Given problem = Rewrite the lines from the one containing "Looking for: woman" through the end of the items, inclusive, replacing "JSON array" with "JSON list" and leaving everything else unchanged.

======== Recorded data

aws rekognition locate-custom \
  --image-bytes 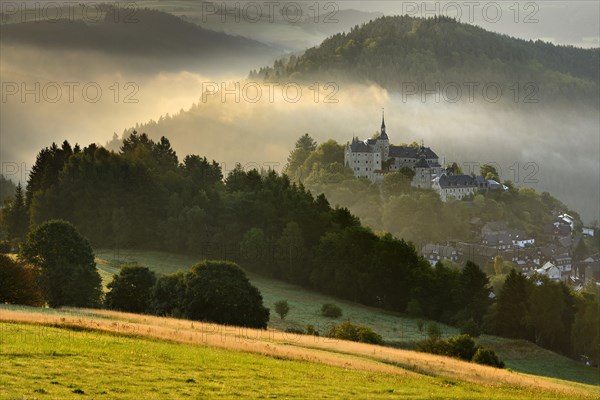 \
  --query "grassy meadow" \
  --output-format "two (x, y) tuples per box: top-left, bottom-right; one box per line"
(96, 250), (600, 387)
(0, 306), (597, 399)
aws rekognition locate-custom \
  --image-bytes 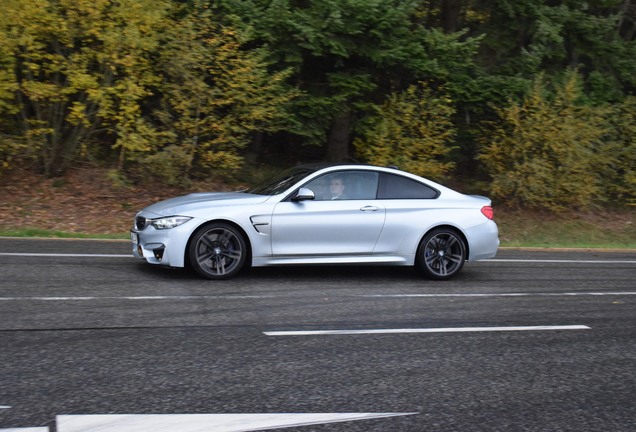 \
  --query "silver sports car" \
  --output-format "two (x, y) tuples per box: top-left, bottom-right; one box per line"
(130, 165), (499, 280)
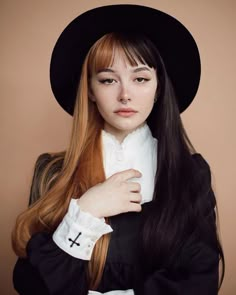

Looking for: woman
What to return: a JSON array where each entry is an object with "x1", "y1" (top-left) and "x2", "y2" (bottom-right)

================

Answer =
Looking for: woman
What to return: a JSON list where each entry is an object with "x1", "y1" (top-left) and "x2", "y2" (bottom-right)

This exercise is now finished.